Entries from a point annotation set
* Begin *
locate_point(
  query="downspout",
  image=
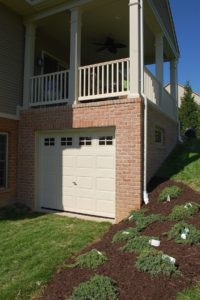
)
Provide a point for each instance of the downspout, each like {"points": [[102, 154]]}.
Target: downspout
{"points": [[145, 194]]}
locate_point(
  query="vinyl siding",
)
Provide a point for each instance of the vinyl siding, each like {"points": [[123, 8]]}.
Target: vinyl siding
{"points": [[11, 60]]}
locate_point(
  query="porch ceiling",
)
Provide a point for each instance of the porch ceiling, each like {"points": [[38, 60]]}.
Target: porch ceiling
{"points": [[99, 20]]}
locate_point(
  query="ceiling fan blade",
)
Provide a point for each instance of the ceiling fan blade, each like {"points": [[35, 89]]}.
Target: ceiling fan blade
{"points": [[98, 44], [120, 46], [102, 48]]}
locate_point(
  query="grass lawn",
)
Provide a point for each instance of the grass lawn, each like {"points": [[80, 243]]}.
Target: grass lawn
{"points": [[184, 164], [33, 246]]}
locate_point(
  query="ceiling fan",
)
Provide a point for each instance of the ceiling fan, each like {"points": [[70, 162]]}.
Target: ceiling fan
{"points": [[109, 45]]}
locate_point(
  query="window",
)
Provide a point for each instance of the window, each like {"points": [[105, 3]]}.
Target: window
{"points": [[66, 141], [105, 140], [85, 141], [3, 161], [159, 136], [49, 141]]}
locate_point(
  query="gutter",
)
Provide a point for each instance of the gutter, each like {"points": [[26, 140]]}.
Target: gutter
{"points": [[141, 26]]}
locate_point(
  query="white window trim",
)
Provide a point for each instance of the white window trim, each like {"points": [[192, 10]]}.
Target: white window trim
{"points": [[6, 185]]}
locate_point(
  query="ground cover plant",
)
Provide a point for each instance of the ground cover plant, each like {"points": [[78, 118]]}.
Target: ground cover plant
{"points": [[156, 263], [172, 192], [98, 287], [144, 221], [184, 233], [138, 244], [135, 215], [123, 235], [183, 211], [91, 259], [34, 245]]}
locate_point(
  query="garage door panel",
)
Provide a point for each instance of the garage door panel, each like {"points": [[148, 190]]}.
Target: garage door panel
{"points": [[105, 207], [105, 195], [68, 161], [67, 191], [105, 184], [84, 182], [68, 171], [105, 162], [78, 178], [85, 162], [68, 181]]}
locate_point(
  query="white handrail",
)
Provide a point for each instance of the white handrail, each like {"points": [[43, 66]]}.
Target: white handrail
{"points": [[51, 88], [103, 80]]}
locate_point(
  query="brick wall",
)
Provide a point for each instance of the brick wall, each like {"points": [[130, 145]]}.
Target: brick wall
{"points": [[11, 128], [158, 153], [127, 118]]}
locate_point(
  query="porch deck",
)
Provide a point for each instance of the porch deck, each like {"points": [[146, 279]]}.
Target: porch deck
{"points": [[98, 81]]}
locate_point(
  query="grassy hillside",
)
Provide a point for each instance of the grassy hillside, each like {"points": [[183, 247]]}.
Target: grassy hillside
{"points": [[184, 164]]}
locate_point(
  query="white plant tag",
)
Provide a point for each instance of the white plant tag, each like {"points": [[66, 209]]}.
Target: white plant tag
{"points": [[155, 243], [183, 236], [171, 259]]}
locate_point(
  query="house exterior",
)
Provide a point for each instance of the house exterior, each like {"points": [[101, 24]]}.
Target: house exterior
{"points": [[83, 124], [181, 93]]}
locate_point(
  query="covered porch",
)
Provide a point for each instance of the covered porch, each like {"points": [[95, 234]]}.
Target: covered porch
{"points": [[93, 52]]}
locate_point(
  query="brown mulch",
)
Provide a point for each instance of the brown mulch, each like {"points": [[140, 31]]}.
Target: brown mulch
{"points": [[132, 284]]}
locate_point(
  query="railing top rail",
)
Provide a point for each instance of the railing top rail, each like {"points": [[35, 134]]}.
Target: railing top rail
{"points": [[104, 63], [50, 74]]}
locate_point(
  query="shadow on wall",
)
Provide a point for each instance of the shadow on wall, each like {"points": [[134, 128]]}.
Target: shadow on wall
{"points": [[182, 156]]}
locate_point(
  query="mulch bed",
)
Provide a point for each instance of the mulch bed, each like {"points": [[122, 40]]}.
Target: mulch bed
{"points": [[132, 284]]}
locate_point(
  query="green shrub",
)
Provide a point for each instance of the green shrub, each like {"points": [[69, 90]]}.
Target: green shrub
{"points": [[138, 244], [192, 236], [124, 235], [172, 191], [156, 263], [135, 215], [181, 212], [91, 259], [97, 288], [143, 222]]}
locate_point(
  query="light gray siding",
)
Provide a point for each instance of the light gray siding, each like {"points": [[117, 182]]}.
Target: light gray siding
{"points": [[11, 60]]}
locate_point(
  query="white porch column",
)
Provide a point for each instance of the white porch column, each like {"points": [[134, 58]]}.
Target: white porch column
{"points": [[159, 58], [28, 61], [75, 54], [173, 78], [134, 47], [159, 65], [174, 84]]}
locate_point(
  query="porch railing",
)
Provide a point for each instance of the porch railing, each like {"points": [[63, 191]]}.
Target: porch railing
* End *
- EXERCISE DETAILS -
Leaving all pictures aside, quote each record exactly.

- WRITTEN REPLY -
locate_point(
  query="downspout",
  image=
)
Provide a point for each instance of the downspout, each like {"points": [[102, 154]]}.
Target: downspout
{"points": [[145, 194]]}
locate_point(
  query="vinyl siding",
)
Provide a point for each instance of the vinyl siding, each like {"points": [[123, 8]]}.
Target: vinyl siding
{"points": [[11, 60]]}
locate_point(
  query="porch ceiling",
)
Provide a point for each instance of the porch ceiling, each like {"points": [[38, 60]]}.
Target: porch ceiling
{"points": [[99, 20]]}
locate_point(
  query="ceiling fan blade",
)
Provide a point for each instance of the ceiling fan blade, each like {"points": [[35, 89]]}.
Target: ceiling fan blade
{"points": [[98, 44], [120, 46], [102, 48]]}
locate_point(
  query="grass lawn",
)
Provide a point for each instance of the grass lawn, each like {"points": [[80, 243]]}.
Target: grass lawn
{"points": [[184, 164], [33, 246]]}
locate_point(
  query="ceiling fan",
)
Provide a point for each instance of the ceiling fan, each like {"points": [[70, 162]]}.
Target: ceiling fan
{"points": [[109, 45]]}
locate_point(
  query="window",
)
Provide a point for each instance of the window, each like {"points": [[105, 3]]}.
Target: window
{"points": [[66, 141], [105, 140], [85, 141], [3, 161], [159, 136], [49, 141]]}
locate_point(
  query="gutter",
)
Provide a point for each instance of the gutter, each like {"points": [[26, 140]]}.
Target: gutter
{"points": [[141, 26]]}
locate_point(
  query="white window trim",
)
Provide a point for each instance of the white window trim, each like {"points": [[192, 10]]}.
Target: white window trim
{"points": [[6, 185]]}
locate_point(
  query="ground cover plant",
)
Provide a point for each instance of the ground cover plant, each like {"points": [[78, 118]]}.
Target: ground cover plant
{"points": [[156, 263], [172, 192], [98, 287], [144, 221], [184, 233], [138, 244], [135, 215], [123, 235], [183, 211], [91, 259], [34, 245]]}
locate_point(
  query="garage door panel",
)
Provide a point for each instance of the garage door panel, each like {"points": [[148, 190]]}.
Target: garage door panel
{"points": [[105, 207], [105, 195], [68, 161], [67, 191], [105, 184], [84, 182], [68, 171], [105, 162], [78, 178], [85, 162], [68, 181]]}
locate_point(
  query="white handrail",
)
Provide a point for each instance of the white handrail, each like {"points": [[43, 66]]}.
Target: white handrail
{"points": [[51, 88], [103, 80]]}
locate_point(
  query="brick wall",
)
Provide a point for each instance of the brick wall, each like {"points": [[130, 145]]}.
Target: brick wall
{"points": [[11, 128], [158, 153], [127, 118]]}
locate_point(
  query="porch deck",
)
Provide a point for each instance of the porch deck, each like {"points": [[146, 279]]}.
Target: porch deck
{"points": [[98, 81]]}
locate_point(
  query="grassy hillside",
)
Provide a point for each instance of the grassy hillside, each like {"points": [[183, 247]]}.
Target: grassy hillside
{"points": [[184, 164]]}
locate_point(
  query="white plant tag",
)
Provide a point for each instance of the white plant tag, each like {"points": [[66, 209]]}.
Target: white plant tag
{"points": [[155, 243], [183, 236], [171, 259]]}
locate_point(
  query="house exterior",
)
Provide a point for each instance of the house exterior, each like {"points": [[101, 24]]}.
Target: house exterior
{"points": [[83, 124], [181, 93]]}
locate_point(
  query="covered porch",
)
Provide a point for each instance of the covered porch, each like {"points": [[95, 234]]}.
Target: covered porch
{"points": [[93, 52]]}
locate_point(
  query="brown mulch",
)
Provide a point for each instance of the brown mulch, each like {"points": [[140, 31]]}.
Target: brown mulch
{"points": [[132, 284]]}
locate_point(
  query="railing top rail",
)
Provide a point for each instance of the railing top rail, each like {"points": [[35, 134]]}.
Target: railing top rail
{"points": [[104, 63], [50, 74]]}
locate_point(
  query="shadow on wall",
)
Provide a point for each instance of the shadow on wall, each like {"points": [[134, 128]]}.
Target: shadow on wall
{"points": [[182, 156]]}
locate_point(
  query="mulch bed",
)
Provide a point for each instance of the mulch bed, each like {"points": [[122, 40]]}.
Target: mulch bed
{"points": [[132, 284]]}
locate_point(
  query="green shrub",
)
Provide a point for each instance of the green shrub, each like {"points": [[69, 90]]}.
Target: green shrub
{"points": [[138, 244], [192, 236], [124, 235], [172, 191], [156, 263], [135, 215], [181, 212], [91, 259], [97, 288], [143, 222]]}
locate_point(
  query="light gray siding",
)
Provide a point for each instance of the light gray siding, each like {"points": [[117, 182]]}.
Target: light gray siding
{"points": [[11, 60]]}
locate_point(
  query="white porch column",
)
Provide a point for each instance of the white porch column, each like {"points": [[134, 58]]}.
Target: white porch column
{"points": [[159, 58], [28, 61], [75, 54], [173, 78], [134, 47], [159, 65], [174, 84]]}
locate_point(
  query="porch railing",
)
Provide a point for each instance of the porch railing, each like {"points": [[63, 191]]}.
Target: porch railing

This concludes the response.